### PROBLEM DESCRIPTION
Can you reproduce, word for word, the part of the reproducibility report below that opens with the words containing "Minimax Optimal Reinforcement" and closes with "tabular reinforcement learning."?

Notice: The reproducibility variables underlying each score are classified using an automated LLM-based pipeline, validated against a manually labeled dataset. LLM-based classification introduces uncertainty and potential bias; scores should be interpreted as estimates. Full accuracy metrics and methodology are described in [1].

Minimax Optimal Reinforcement Learning with Quasi-Optimism

Authors: Harin Lee, Min-hwan Oh

ICLR 2025 | Venue PDF | LLM Run Details

Reproducibility Variable Result LLM Response
Research Type Experimental Empirical evaluations demonstrate that EQO consistently outperforms existing algorithms in both regret performance and computational efficiency, providing the best of both theoretical soundness and practical effectiveness. We perform numerical experiments to compare the empirical performance of algorithms for tabular reinforcement learning.
Researcher Affiliation Academia Harin Lee Seoul National University EMAIL Min-hwan Oh Seoul National University EMAIL
Pseudocode Yes Algorithm 1: EQO (Exploration via Quasi-Optimism)
Open Source Code Yes We also guarantee the reproducibility of the numerical experiments in Section 5 and Appendices G and H.2 by providing the source code with specific seeds as supplementary material.
Open Datasets Yes We consider the standard MDP named River Swim (Strehl & Littman, 2008; Osband et al., 2013)... We conduct additional experiments in two more complex environments: Atari freeway 10 fs30 (Bellemare et al., 2013) and Minigrid Mini Grid-Key Corridor S3R1-v0 (Chevalier Boisvert et al., 2023). We have obtained their tabularized versions from the BRIDGE dataset (Laidlaw et al., 2023).
Dataset Splits No The paper discusses performing experiments over a certain number of 'episodes' and 'runs' (e.g., '10 runs of 100,000 episodes') which is typical for reinforcement learning environments. However, it does not describe traditional training, validation, or test splits for a static dataset, as the environments are interactive rather than pre-split datasets.
Hardware Specification No The paper describes numerical experiments and execution times but does not specify any particular hardware used for these experiments, such as GPU or CPU models, or other computer specifications.
Software Dependencies No The paper mentions various algorithms and environments (e.g., UCRL2, UCBVI-BF, River Swim, Atari) but does not provide specific version numbers for any software dependencies, programming languages, or libraries used in their implementation.
Experiment Setup No All parameters are set according to the algorithms theoretical values as described in their respective papers. For EQO, the parameters are set as described in Theorem 2, where the algorithm is unaware of the number of episodes. For the tuned version, it states 'a multiplicative factor for the whole bonus term is set as a tuning parameter', but the specific values used in the experiments are not explicitly listed.

### RECORDED DATA
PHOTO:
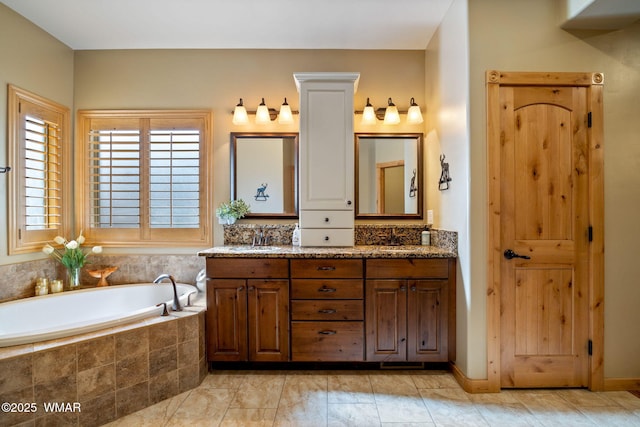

### OUTPUT
Minimax Optimal Reinforcement Learning with Quasi-Optimism

Authors: Harin Lee, Min-hwan Oh

ICLR 2025 | Venue PDF | LLM Run Details

Reproducibility Variable Result LLM Response
Research Type Experimental Empirical evaluations demonstrate that EQO consistently outperforms existing algorithms in both regret performance and computational efficiency, providing the best of both theoretical soundness and practical effectiveness. We perform numerical experiments to compare the empirical performance of algorithms for tabular reinforcement learning.